* begin EXCERPTED DATA *
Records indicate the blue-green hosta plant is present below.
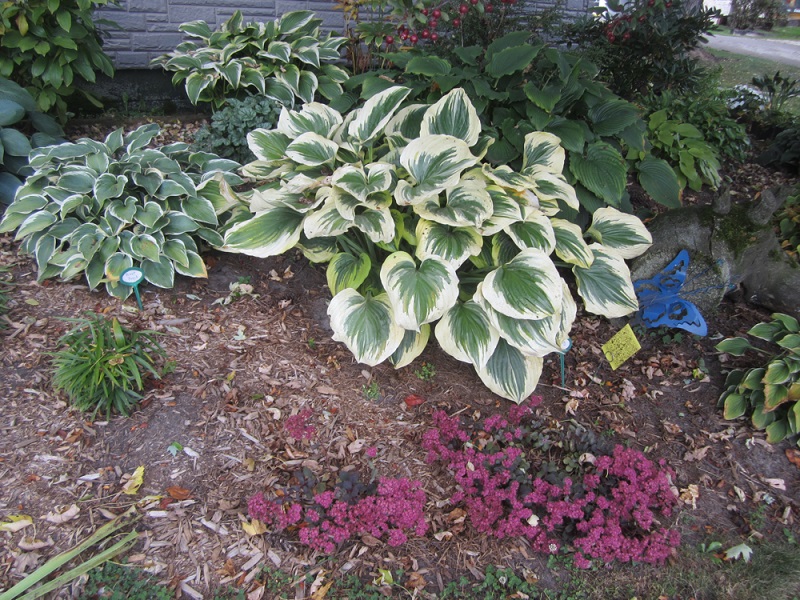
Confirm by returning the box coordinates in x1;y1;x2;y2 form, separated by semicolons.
153;10;349;110
0;124;241;298
223;87;651;402
717;313;800;445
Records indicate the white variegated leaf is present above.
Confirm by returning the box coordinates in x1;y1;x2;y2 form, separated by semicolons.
420;88;481;146
483;248;562;320
435;300;499;366
415;219;483;269
522;131;566;175
586;206;653;259
381;252;458;331
328;288;406;367
475;338;543;404
389;323;431;369
572;244;639;319
550;219;594;269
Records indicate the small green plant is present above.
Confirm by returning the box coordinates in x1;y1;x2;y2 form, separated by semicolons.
53;314;168;417
414;361;436;381
153;10;349;110
717;313;800;445
0;124;241;299
0;0;117;122
194;96;281;164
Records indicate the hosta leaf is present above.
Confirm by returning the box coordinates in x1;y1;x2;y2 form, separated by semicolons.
572;244;639;319
475;338;543;404
325;252;372;296
550;219;594;269
328;288;405;366
381;252;458;331
347;86;411;145
420;88;481;146
483;249;564;319
586;206;653;259
389;323;431;369
522;131;566;175
222;207;305;258
415;219;483;269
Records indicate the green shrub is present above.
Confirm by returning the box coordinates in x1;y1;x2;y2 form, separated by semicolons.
566;0;719;99
332;32;679;213
53;315;166;417
0;0;116;120
222;86;651;402
194;96;281;164
0;124;241;298
153;10;348;109
648;110;721;191
717;313;800;443
0;77;64;204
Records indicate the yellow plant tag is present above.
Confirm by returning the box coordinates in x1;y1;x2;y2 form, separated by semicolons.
602;325;641;371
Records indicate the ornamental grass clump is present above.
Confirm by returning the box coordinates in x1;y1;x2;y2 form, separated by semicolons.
222;86;651;402
423;403;680;568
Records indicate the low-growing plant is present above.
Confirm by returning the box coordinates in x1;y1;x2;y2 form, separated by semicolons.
193;96;281;164
0;124;241;298
648;110;721;191
0;0;117;120
717;313;800;445
423;399;680;568
223;86;651;402
53;315;168;417
0;77;64;204
153;10;349;109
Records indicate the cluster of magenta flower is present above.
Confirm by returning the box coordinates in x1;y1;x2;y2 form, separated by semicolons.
423;399;680;568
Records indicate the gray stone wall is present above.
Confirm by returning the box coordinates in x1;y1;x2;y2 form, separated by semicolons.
96;0;595;69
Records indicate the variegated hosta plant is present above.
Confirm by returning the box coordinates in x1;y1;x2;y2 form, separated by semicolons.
223;87;651;402
0;124;241;298
153;10;348;109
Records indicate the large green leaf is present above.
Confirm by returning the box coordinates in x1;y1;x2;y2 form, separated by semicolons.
381;252;458;331
420;88;481;146
572;244;639;319
222;207;305;258
586;206;653;259
328;288;405;366
325;252;372;296
475;338;543;404
483;248;562;320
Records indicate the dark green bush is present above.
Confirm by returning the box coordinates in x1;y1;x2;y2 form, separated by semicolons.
194;96;281;164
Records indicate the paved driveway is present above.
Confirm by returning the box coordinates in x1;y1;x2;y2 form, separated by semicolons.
706;34;800;67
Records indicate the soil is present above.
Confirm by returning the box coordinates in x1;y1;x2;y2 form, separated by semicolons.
0;115;800;598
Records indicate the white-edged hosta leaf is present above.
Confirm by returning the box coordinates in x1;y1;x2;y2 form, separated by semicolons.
381;252;458;331
276;102;343;138
572;244;639;319
550;219;594;269
475;338;543;404
420;88;481;146
328;288;405;367
347;86;411;145
414;179;493;227
286;132;339;167
522;131;566;175
415;219;483;269
389;323;431;369
247;128;292;165
222;207;305;258
435;300;499;366
505;211;556;255
483;248;564;319
586;206;653;259
325;252;372;296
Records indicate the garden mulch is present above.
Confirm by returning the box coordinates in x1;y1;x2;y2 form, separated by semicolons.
0;115;800;600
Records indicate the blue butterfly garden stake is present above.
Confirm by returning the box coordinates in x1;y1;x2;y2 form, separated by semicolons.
633;250;708;335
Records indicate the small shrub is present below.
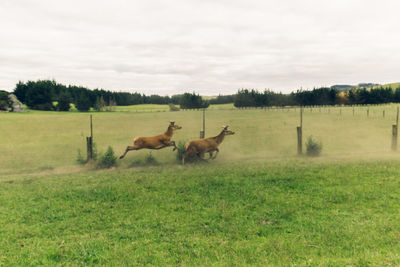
* end EXCERPTED DATA *
:: PROMPT ::
Please copy the records again, beginning at the line that has "Records indicate the dark" and stopping after the end of the records, with the pictures left out. Keep every line, including the ones asking for coordinates, but multiply each box coordinate in the answers by 2.15 and round it to a whole number, with halves rounded up.

:: RESULT BELOW ::
Records indicate the dark green bush is present above.
Confirm by returning the box coordinates in x1;y1;x2;y2 form, separated by semicolons.
417;206;604;353
Records indicate the paved driveway is present above.
Confirm by returning the box coordinates in x1;y1;x2;y2 form, separated by semicolons.
1518;73;1720;144
Records indicate the soil is present above.
Confirm by returning the box coordinates in x1;y1;x2;y2 form, separated by semicolons.
0;247;1720;1286
Records indicate the white-edged hosta leaf is present above.
Confirm by returning the box coordinates in x1;y1;x2;y2 form, separated by semicolons.
819;542;985;712
593;219;737;297
1230;525;1374;686
1183;471;1277;578
1021;727;1167;869
903;189;1034;314
705;619;871;789
746;185;884;312
890;385;1060;488
615;284;729;359
1122;282;1217;376
892;471;1038;578
836;694;927;793
531;275;628;355
477;445;656;555
935;645;1073;787
1086;454;1195;548
1038;533;1213;686
1260;443;1404;557
699;542;800;636
Records indicate the garden mulch is present above.
Confirm by returning the box coordinates in x1;y1;x2;y2 form, separated by semicolons.
0;247;1720;1290
Records indicate the blue butterfly garden stake is present above.
Confirm by returning the box coordinates in x1;y1;x2;y2 form, separated by semicolons.
1361;538;1522;720
Records indicate the small shrub is present below.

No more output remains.